What you need to do:
Gather each line of the entries below that includes "trunk".

Data for analysis:
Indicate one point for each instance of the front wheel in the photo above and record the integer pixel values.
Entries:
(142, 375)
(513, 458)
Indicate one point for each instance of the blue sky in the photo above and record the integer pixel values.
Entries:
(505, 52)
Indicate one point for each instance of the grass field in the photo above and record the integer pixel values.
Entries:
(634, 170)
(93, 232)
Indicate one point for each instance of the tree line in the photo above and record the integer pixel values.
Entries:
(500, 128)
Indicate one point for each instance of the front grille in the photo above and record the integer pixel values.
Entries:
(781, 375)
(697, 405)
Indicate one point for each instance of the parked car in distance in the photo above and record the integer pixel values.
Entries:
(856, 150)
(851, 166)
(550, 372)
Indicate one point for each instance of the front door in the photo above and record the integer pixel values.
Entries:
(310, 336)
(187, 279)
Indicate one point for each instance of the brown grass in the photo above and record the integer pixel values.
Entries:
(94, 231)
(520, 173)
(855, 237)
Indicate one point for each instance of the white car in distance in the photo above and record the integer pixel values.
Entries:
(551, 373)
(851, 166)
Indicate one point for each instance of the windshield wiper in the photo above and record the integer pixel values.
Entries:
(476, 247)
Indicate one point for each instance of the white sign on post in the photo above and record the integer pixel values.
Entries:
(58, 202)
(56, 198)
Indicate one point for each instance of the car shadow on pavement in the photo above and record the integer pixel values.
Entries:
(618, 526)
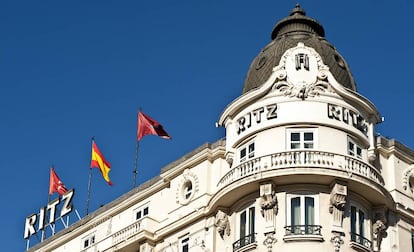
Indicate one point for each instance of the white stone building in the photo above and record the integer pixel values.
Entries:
(301, 167)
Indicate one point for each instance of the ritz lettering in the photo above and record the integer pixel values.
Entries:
(49, 210)
(256, 116)
(348, 116)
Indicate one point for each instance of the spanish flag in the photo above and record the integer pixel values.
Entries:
(56, 185)
(98, 161)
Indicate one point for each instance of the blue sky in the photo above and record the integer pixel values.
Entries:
(70, 70)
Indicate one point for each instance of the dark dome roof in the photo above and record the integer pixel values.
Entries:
(286, 34)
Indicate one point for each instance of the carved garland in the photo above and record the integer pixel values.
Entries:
(188, 178)
(407, 175)
(301, 90)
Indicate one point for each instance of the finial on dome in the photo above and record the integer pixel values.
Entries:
(297, 11)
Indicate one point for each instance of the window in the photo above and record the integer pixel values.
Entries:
(184, 244)
(141, 212)
(247, 152)
(246, 221)
(88, 241)
(188, 189)
(302, 215)
(301, 139)
(354, 149)
(359, 224)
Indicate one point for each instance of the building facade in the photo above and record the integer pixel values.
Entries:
(301, 167)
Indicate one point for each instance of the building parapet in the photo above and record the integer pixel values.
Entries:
(302, 158)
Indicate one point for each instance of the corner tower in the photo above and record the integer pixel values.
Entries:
(302, 134)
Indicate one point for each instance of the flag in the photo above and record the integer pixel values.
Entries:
(98, 161)
(56, 185)
(148, 126)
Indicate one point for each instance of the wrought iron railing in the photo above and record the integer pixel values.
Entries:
(303, 230)
(302, 158)
(244, 241)
(357, 238)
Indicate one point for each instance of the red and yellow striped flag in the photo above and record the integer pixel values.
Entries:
(98, 161)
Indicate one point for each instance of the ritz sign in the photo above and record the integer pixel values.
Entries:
(255, 117)
(49, 210)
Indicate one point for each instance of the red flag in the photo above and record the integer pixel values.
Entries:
(148, 126)
(98, 161)
(56, 185)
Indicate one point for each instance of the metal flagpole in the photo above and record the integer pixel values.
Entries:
(134, 182)
(135, 165)
(89, 185)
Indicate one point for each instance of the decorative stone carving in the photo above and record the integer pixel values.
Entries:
(268, 202)
(408, 174)
(337, 242)
(187, 188)
(379, 230)
(337, 204)
(222, 223)
(269, 241)
(301, 73)
(380, 226)
(302, 90)
(268, 205)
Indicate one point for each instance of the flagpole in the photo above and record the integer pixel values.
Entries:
(135, 165)
(89, 186)
(134, 182)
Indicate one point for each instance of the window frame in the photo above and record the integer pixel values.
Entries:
(249, 151)
(246, 222)
(89, 239)
(359, 239)
(354, 151)
(302, 208)
(185, 244)
(302, 142)
(142, 211)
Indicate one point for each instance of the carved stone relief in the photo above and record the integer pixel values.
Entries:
(407, 176)
(337, 204)
(268, 202)
(187, 187)
(269, 241)
(300, 73)
(222, 223)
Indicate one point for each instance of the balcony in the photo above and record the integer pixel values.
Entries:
(245, 243)
(303, 232)
(302, 158)
(360, 243)
(138, 229)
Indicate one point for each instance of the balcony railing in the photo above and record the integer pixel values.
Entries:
(303, 230)
(361, 240)
(302, 158)
(126, 232)
(244, 241)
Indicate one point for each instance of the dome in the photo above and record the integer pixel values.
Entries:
(297, 27)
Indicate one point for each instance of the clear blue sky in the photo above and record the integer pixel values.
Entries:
(70, 70)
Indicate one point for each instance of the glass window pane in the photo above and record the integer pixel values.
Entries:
(309, 211)
(242, 153)
(251, 148)
(243, 224)
(251, 220)
(353, 219)
(308, 136)
(294, 145)
(308, 145)
(359, 152)
(295, 137)
(361, 223)
(295, 211)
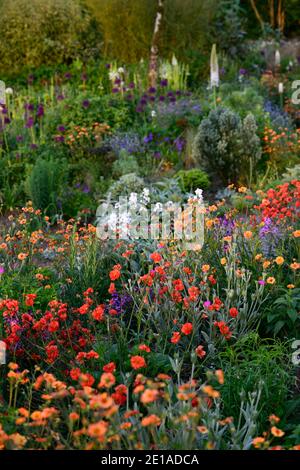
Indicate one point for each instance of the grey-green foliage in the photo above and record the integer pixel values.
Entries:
(45, 183)
(127, 184)
(227, 146)
(245, 101)
(125, 164)
(190, 180)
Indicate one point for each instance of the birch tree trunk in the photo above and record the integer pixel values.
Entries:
(153, 65)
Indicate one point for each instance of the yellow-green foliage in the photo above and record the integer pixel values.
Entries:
(127, 26)
(36, 32)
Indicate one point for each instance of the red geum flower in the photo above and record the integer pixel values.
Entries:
(175, 337)
(29, 299)
(98, 313)
(187, 328)
(115, 273)
(233, 312)
(144, 347)
(200, 351)
(110, 367)
(137, 362)
(156, 257)
(75, 373)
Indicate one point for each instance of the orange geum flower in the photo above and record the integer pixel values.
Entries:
(210, 391)
(277, 432)
(205, 268)
(107, 380)
(295, 266)
(274, 419)
(137, 362)
(202, 429)
(151, 420)
(73, 416)
(258, 442)
(248, 234)
(220, 376)
(22, 256)
(98, 430)
(149, 396)
(126, 425)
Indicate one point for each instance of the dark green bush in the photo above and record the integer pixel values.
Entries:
(228, 146)
(190, 180)
(44, 184)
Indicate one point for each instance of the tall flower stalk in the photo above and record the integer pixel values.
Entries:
(214, 73)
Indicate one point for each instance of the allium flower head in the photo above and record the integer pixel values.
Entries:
(214, 68)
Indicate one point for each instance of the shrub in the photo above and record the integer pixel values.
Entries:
(228, 146)
(44, 184)
(125, 164)
(37, 32)
(190, 180)
(125, 185)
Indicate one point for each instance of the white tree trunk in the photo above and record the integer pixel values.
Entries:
(153, 66)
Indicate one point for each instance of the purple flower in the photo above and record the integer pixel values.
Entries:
(40, 111)
(86, 103)
(59, 138)
(30, 79)
(29, 123)
(29, 107)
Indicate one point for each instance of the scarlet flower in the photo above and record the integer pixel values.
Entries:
(175, 337)
(149, 396)
(107, 380)
(200, 351)
(156, 257)
(98, 313)
(193, 293)
(52, 353)
(110, 367)
(178, 284)
(29, 299)
(114, 274)
(137, 362)
(187, 328)
(144, 347)
(75, 373)
(233, 312)
(151, 420)
(53, 326)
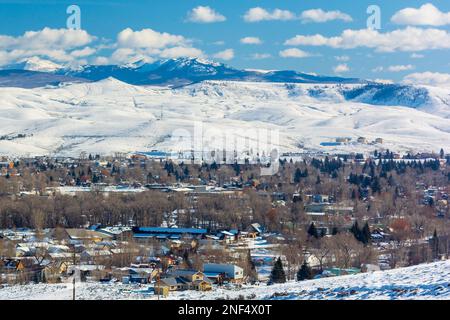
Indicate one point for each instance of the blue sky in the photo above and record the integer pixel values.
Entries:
(412, 44)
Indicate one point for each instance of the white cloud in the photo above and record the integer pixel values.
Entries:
(203, 14)
(87, 51)
(320, 16)
(148, 38)
(149, 45)
(341, 68)
(426, 15)
(408, 39)
(251, 40)
(260, 56)
(378, 69)
(260, 14)
(399, 68)
(60, 45)
(64, 39)
(294, 53)
(177, 52)
(428, 78)
(101, 60)
(227, 54)
(342, 58)
(384, 81)
(417, 56)
(394, 68)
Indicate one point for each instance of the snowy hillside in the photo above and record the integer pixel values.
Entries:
(109, 116)
(427, 281)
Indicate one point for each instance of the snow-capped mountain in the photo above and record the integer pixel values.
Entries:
(35, 64)
(113, 116)
(173, 72)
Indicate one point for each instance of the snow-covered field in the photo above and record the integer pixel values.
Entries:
(427, 281)
(111, 116)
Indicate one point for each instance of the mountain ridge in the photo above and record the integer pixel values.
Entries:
(170, 72)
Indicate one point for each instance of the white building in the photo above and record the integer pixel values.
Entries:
(233, 272)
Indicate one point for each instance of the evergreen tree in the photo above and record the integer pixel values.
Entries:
(304, 273)
(355, 230)
(365, 234)
(277, 275)
(434, 242)
(297, 175)
(312, 231)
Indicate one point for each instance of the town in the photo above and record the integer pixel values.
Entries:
(161, 226)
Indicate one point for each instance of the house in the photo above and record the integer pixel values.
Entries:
(362, 140)
(167, 233)
(189, 280)
(86, 235)
(230, 272)
(343, 140)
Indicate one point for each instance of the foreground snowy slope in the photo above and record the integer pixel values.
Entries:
(427, 281)
(110, 116)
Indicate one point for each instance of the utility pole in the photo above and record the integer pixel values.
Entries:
(74, 273)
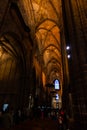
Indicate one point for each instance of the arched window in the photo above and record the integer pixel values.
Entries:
(56, 84)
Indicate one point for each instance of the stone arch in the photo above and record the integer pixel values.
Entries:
(12, 70)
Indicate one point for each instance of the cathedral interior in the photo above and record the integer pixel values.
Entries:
(43, 43)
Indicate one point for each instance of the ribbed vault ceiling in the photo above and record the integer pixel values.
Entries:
(44, 18)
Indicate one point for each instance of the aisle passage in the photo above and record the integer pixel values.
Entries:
(37, 124)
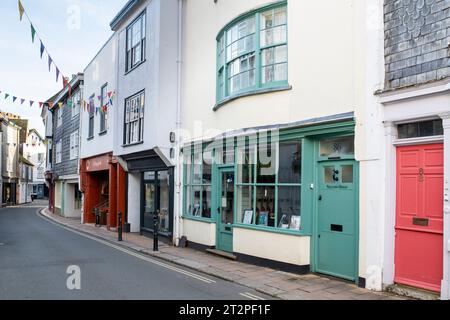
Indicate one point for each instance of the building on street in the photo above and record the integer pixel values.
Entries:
(64, 176)
(145, 119)
(103, 180)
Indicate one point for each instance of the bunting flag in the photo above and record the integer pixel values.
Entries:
(33, 33)
(50, 61)
(42, 49)
(21, 10)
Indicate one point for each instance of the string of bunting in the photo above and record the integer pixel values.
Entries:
(42, 48)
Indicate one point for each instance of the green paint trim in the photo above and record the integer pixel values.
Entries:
(224, 97)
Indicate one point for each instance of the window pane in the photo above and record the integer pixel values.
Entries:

Task answer:
Indicate one point for each instance of the birch tree trunk in the photo above and record the integer pixel values.
Indicate one point for each instance of the white tree trunk in the photo above and record the integer pixel values.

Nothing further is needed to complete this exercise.